◆ **Reading text**:
-*-*-

Brain scan technology has revealed differences in the size, symmetry, metabolism, and chemistry of the brain in those who have ADHD. However, it should be noted that there is yet no clear determination of the source of these differences. Some recent studies, such as that by Loo and colleagues at UCLA Medical School (Journal of the American Academy of Child and Adolescent Psychiatry, 2005) suggest that they are likely to be associated with the differences in genes discussed above. For instances, differences in the length of the DAT1 gene have been found to be linked to both differences in EEG patterns and to likelihood of responding to methylphenidate.

Treatment

There are many options available to treat people diagnosed with ADHD. The options with the greatest scientific support include a variety of medications, behavior-changing therapies, and educational interventions.

Findings of a large randomized controlled trial suggest that:

  • Medication alone is superior to behavioral therapy alone.
  • The combination of behavioral therapy and medication has a small benefit over medication alone.

Mainstream treatments

The first-line medication used to treat ADHD are mostly stimulants, which work by stimulating the areas of the brain responsible for focus, attention, and impulse control. The use of stimulants to treat a syndrome often characterized by hyperactivity is sometimes referred to as a paradoxical effect. But there is no real paradox in that stimulants activate brain inhibitory and self-organizing mechanisms permitting the individual to have greater self-regulation. The stimulants used include:

  • Methylphenidate — Available in:
    • Regular formulation, sold as Ritalin, Metadate, Focalin, or Methylin. Duration: 4–6 hours per dose. Usually taken morning, lunchtime, and in some cases, afternoon.
    • Long acting formulation, sold as Ritalin SR, Metadate ER. Duration: 6–8 hours per dose. Usually taken twice daily.
    • All-day formulation, sold as Ritalin LA, Metadate CD, Concerta (Methylphenidate Hydrochloride), Focalin XR. Duration: 10–12 hours per dose. Usually taken once a day.
  • Amphetamines —
    • Dextroamphetamine — Available in:
      • Regular formulation, sold as Dexedrine. Duration: 4–6 hours per dose. Usually taken 2–3 times daily.
      • Long-acting formulation, sold as Dexedrine Spansules. Duration: 8–12 hours per dose. Taken once a day.

-*-*-

◆ **Supplied material**:

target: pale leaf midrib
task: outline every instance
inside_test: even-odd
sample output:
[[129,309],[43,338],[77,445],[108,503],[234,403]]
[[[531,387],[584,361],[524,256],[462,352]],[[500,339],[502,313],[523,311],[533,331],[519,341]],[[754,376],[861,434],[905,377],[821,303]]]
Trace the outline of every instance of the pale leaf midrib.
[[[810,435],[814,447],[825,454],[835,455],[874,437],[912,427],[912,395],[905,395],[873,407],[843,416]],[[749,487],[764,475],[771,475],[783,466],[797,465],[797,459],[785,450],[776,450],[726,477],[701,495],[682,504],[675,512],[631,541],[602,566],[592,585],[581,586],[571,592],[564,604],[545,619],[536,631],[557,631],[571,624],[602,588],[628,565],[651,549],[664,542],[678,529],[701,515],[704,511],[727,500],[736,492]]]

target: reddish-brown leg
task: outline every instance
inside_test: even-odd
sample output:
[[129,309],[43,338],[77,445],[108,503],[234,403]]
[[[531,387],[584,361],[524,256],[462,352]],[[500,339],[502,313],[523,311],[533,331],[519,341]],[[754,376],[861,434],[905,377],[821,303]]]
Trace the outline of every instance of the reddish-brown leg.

-*-*-

◆ **Problems to solve**:
**A)** Update the ADHD text between "Brain scan technology" and "responding to methylphenidate.", inclusive, so that "Neuroimaging" takes the place of "Brain scan technology".
**B)** According to the ADHD text, what differences in the brain has scan technology revealed in people who have ADHD?
**C)** Carry on writing the ADHD text after the point where it ends.

◆ **Exercise results**:
**A)**
Neuroimaging has revealed differences in the size, symmetry, metabolism, and chemistry of the brain in those who have ADHD. However, it should be noted that there is yet no clear determination of the source of these differences. Some recent studies, such as that by Loo and colleagues at UCLA Medical School (Journal of the American Academy of Child and Adolescent Psychiatry, 2005) suggest that they are likely to be associated with the differences in genes discussed above. For instances, differences in the length of the DAT1 gene have been found to be linked to both differences in EEG patterns and to likelihood of responding to methylphenidate.

**B)** Size, symmetry, metabolism, and chemistry.

**C)**
    • Adderall, a trade name for a mixture of dextroamphetamine and laevoamphetamine salts. — Available in:
      • Regular formulation, Adderall. Duration: 4–6 hours a dose.
      • Long-acting formulation, Adderall XR. Duration: 12 hours. Taken once a day.
    • Methamphetamine — Available in:
      • Regular formulation, sold as Desoxyn by Ovation Pharmaceutical Company. Usually taken twice daily.
  • Bupropion. A dopamine and norepinephrine reuptake inhibitor, marketed under the brand name Wellbutrin.
  • Atomoxetine. A norepinephrine reuptake inhibitor (NRI) introduced in 2003, it is the newest class of drug used to treat ADHD, and the first non-stimulant medication to be used as a first-line treatment for ADHD. Available in:
    • Once daily formulation, sold by Eli Lilly and Company as Strattera. This medicine doesn't have an exact duration. It is to be taken once or twice a day, depending on the individual, every day, and takes up to 6 weeks to begin working fully. If the intake schedule is interrupted, it may take a few weeks to begin working correctly again.

Second-line medications include:

  • Benzphetamine — a less powerful stimulant. Research on the effectiveness of this drug is not yet complete.
  • Provigil/Alertec/modafinil — Research on this drug is not yet complete.
  • Cylert/Pemoline — a stimulant used with great success until the late 1980s when it was discovered that this medication could cause liver damage. Although some physicians do continue to prescribe Cylert, it can no longer be considered a first-line medicine. In March 2005, the makers of Cylert announced that it would discontinue the medication's production.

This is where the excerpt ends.